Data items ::
»»
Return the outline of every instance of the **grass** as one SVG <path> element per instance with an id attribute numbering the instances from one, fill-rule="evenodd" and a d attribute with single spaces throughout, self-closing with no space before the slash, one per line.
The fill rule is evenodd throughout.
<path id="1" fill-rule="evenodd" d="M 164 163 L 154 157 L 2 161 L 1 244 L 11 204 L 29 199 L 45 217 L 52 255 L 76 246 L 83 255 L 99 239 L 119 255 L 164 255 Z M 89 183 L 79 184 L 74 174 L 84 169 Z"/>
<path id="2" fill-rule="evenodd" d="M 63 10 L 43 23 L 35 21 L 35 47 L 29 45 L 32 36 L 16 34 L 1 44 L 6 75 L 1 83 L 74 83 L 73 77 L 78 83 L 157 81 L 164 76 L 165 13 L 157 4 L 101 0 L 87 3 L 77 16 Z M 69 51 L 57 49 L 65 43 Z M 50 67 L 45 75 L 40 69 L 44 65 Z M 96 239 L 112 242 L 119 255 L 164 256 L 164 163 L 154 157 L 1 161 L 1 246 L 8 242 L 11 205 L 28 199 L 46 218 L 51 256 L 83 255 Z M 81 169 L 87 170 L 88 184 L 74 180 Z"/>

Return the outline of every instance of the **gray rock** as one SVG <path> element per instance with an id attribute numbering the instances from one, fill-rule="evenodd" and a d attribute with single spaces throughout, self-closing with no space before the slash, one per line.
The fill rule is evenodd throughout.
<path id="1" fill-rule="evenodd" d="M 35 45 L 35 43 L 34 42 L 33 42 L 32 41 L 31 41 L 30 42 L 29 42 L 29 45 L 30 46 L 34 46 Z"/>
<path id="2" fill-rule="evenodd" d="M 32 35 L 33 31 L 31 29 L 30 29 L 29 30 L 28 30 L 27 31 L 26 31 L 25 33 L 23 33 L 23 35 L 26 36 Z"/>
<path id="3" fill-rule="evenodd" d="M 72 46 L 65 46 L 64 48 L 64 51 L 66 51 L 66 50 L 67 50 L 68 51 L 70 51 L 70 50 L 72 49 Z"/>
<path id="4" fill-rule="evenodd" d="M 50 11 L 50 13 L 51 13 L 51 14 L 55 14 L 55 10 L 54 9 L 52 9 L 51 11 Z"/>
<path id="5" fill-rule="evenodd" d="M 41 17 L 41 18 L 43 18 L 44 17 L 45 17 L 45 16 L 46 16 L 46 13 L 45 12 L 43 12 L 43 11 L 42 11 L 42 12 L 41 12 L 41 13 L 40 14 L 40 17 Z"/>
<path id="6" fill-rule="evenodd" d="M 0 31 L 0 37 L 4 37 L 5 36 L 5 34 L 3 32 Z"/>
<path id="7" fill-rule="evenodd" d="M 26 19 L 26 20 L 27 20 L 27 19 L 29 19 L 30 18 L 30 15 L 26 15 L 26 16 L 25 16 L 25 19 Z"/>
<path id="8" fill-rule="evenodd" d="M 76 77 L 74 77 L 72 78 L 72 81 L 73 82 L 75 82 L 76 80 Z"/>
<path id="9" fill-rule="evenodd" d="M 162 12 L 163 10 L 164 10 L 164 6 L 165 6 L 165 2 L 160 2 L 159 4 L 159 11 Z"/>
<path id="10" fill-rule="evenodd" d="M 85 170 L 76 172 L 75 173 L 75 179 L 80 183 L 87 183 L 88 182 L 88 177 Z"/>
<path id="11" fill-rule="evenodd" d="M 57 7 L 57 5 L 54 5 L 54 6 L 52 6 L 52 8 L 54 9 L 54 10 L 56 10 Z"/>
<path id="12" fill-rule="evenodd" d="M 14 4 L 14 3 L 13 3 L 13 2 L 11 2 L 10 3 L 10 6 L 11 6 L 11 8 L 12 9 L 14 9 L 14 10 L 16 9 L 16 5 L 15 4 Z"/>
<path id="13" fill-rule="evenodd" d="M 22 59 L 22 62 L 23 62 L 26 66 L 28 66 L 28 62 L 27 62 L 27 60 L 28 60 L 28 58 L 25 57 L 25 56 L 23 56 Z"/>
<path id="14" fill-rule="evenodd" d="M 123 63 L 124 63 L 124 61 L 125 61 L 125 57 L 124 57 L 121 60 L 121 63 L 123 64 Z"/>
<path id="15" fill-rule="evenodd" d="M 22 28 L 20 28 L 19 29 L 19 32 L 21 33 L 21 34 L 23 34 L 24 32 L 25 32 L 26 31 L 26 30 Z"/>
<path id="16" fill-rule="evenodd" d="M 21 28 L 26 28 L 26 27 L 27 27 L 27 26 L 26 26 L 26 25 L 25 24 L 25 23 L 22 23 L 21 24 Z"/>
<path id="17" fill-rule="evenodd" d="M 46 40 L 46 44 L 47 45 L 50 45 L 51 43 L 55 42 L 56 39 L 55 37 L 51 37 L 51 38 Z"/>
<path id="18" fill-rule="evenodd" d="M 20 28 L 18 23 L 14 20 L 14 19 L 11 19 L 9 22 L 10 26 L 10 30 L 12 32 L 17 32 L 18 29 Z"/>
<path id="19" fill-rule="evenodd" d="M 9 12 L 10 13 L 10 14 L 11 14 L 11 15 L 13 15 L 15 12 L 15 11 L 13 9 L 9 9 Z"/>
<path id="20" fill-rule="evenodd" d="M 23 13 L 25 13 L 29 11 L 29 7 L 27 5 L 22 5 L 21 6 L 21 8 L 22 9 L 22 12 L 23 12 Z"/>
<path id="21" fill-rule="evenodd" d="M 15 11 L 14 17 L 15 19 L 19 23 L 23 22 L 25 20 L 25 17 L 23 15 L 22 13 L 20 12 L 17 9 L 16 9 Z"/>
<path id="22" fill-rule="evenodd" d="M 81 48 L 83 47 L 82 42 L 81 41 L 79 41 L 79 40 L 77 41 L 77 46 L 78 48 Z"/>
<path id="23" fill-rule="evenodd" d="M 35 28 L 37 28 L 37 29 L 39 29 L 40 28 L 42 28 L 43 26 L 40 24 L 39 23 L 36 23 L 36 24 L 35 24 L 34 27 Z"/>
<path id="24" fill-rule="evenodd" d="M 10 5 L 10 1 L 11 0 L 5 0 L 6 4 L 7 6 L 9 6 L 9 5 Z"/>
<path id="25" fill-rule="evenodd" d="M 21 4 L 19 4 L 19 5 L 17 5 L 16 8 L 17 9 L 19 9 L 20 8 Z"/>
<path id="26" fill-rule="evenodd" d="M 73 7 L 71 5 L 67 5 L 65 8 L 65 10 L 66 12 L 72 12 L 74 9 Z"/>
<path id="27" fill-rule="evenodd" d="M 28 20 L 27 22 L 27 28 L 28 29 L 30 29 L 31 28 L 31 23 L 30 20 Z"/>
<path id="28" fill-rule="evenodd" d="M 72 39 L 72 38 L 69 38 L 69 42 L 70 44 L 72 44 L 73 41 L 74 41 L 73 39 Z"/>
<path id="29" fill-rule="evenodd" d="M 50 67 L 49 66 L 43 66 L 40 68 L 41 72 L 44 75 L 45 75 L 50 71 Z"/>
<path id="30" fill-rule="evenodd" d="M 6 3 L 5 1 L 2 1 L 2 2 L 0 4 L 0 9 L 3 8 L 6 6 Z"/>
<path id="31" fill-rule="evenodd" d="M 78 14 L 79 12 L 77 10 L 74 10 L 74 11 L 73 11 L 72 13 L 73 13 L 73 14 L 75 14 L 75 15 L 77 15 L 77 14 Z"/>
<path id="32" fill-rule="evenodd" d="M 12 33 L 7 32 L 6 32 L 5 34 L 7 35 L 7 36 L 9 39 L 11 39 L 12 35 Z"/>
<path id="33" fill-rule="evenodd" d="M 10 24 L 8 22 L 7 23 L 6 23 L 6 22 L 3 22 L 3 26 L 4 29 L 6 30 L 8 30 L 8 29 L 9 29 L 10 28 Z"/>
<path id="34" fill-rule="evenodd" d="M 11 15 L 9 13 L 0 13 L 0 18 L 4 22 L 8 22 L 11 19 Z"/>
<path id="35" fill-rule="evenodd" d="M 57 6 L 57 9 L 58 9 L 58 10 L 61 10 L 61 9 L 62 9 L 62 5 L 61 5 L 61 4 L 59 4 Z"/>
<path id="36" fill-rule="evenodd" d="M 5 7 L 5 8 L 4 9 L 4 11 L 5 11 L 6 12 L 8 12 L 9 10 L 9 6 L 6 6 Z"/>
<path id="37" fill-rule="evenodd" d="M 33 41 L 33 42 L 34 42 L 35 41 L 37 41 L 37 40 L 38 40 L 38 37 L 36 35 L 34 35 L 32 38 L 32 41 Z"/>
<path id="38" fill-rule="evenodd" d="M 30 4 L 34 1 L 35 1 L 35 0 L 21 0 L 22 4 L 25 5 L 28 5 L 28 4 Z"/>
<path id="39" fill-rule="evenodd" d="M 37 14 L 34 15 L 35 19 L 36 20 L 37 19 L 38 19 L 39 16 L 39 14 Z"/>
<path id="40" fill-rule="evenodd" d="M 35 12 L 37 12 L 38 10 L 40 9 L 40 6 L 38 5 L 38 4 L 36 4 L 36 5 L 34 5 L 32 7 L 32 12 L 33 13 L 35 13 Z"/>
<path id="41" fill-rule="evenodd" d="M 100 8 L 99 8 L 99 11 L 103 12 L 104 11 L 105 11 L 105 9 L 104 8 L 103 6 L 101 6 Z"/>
««
TASK DESCRIPTION :: Identify each line in the items above that contains the string "grass" and copy those lines. Case counts.

EXERCISE ANSWER ::
Return the outline of every instance of the **grass** as one SVG <path> element per instance with an id attribute numbering the instances from one, fill-rule="evenodd" and a d attribute with single spaces throughout, self-closing with no space before the slash, one per line.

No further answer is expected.